» **所附摘录**
:::::
一种语音信息的处理方法、装置、存储介质及电子设备,该处理方法包括构建预设场景模型(S101);对预设场景模型中的语谱图进行训练,以生成相应的场景识别模型(S102);采集当前环境中的目标语音信息,并对目标语音信息进行分析,以得到目标语音信息相应的目标语谱图(S103);将目标语谱图输入场景识别模型,以确定相应的目标预设场景模型,并根据目标预设场景模型匹配相应的通话参数(S104)。提升了语音信息的处理效率。

Description

语音信息的处理方法、装置、存储介质及电子设备 技术领域
本申请涉及电子设备技术领域,尤其涉及一种语音信息的处理方法、装置、存储介质及电子设备。
背景技术
随着电子技术的不断发展,电子设备如手机的功能越来越强大,用户对语音通话的要求也越来越高,用户在不同的通话场景下可以灵活选择相应的通话参数,从而实现更好的通话效果。
目前,在手机处于通话状态时,手机可以实时采集当前通话环境中的语音信息,分析出语音信息中的嘈杂值,根据嘈杂值的大小相应调整通话音量的大小,实现通话音量随着通话环境的嘈杂度的变化而自动调节处理,但是只是根据语音信息中的嘈杂值对通话音量进行处理,处理方式较为单一,对通话场景的针对性较差,语音信息的处理效率低。
:::::
» **存储数据**

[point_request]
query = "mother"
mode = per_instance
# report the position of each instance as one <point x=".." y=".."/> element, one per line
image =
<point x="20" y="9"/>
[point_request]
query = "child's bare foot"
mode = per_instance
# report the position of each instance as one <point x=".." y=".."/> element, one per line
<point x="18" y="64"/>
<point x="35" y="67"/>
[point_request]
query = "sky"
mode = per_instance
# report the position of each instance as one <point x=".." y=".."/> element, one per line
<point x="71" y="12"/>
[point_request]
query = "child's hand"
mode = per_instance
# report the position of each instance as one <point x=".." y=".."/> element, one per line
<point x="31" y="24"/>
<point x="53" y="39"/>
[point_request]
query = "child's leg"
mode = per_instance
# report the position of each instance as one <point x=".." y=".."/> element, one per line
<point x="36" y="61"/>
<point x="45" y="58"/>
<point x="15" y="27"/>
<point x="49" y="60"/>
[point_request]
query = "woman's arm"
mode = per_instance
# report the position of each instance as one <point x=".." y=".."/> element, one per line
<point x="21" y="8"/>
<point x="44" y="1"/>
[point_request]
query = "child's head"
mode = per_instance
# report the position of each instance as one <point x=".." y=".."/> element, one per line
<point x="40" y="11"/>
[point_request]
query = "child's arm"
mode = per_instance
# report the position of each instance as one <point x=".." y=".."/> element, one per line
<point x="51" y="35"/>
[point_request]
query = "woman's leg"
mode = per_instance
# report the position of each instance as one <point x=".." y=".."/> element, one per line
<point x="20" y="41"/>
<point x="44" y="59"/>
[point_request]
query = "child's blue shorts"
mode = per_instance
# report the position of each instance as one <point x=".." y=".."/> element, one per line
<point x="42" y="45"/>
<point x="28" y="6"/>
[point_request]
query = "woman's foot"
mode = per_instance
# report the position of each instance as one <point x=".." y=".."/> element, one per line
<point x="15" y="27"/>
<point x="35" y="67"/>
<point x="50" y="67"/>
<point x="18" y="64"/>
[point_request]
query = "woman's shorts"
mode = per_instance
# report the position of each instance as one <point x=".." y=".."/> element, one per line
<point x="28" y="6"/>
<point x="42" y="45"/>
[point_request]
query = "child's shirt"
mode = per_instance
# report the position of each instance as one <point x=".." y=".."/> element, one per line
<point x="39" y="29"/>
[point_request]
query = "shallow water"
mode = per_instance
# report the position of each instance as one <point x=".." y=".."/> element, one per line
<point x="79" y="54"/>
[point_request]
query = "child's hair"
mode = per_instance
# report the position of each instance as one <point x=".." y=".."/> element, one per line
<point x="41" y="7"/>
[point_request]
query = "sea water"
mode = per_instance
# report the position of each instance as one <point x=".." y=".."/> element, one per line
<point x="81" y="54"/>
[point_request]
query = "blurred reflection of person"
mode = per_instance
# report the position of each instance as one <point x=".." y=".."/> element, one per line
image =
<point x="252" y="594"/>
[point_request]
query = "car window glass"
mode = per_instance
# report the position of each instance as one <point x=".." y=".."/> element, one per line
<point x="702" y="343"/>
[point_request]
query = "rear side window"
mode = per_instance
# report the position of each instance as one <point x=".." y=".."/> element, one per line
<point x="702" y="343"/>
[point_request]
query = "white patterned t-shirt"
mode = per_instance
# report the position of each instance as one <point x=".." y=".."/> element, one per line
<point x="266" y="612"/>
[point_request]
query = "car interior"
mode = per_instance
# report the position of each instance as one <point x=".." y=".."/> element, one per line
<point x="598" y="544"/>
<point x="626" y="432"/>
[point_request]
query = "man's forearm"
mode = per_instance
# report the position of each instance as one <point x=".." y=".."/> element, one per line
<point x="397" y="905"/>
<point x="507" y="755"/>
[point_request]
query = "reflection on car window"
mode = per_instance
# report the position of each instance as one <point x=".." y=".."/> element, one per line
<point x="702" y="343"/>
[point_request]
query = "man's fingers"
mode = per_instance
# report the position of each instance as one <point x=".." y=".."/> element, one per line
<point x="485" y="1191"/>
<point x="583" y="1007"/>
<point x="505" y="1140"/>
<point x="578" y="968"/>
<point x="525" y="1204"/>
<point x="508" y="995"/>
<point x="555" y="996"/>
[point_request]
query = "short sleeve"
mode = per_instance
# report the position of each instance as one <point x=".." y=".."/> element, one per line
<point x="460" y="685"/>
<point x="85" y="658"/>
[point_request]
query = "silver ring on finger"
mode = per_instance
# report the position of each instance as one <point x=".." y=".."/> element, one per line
:::::
» **书面题目 1**
请抄录语音信息处理摘录中从“目前,在手机处于通话状态时,手机可以实时”一直到“较差,语音信息的处理效率低。”的全部文字，一字不改。
» **书面题目 2**
语音信息处理摘录中，每个带括号编号（S101至S104）的步骤分别是什么？请按编号顺序逐一写出。

» **完整答案 1**
目前,在手机处于通话状态时,手机可以实时采集当前通话环境中的语音信息,分析出语音信息中的嘈杂值,根据嘈杂值的大小相应调整通话音量的大小,实现通话音量随着通话环境的嘈杂度的变化而自动调节处理,但是只是根据语音信息中的嘈杂值对通话音量进行处理,处理方式较为单一,对通话场景的针对性较差,语音信息的处理效率低。

» **完整答案 2**
S101：构建预设场景模型。
S102：对预设场景模型中的语谱图进行训练，以生成相应的场景识别模型。
S103：采集当前环境中的目标语音信息，并对目标语音信息进行分析，以得到目标语音信息相应的目标语谱图。
S104：将目标语谱图输入场景识别模型，以确定相应的目标预设场景模型，并根据目标预设场景模型匹配相应的通话参数。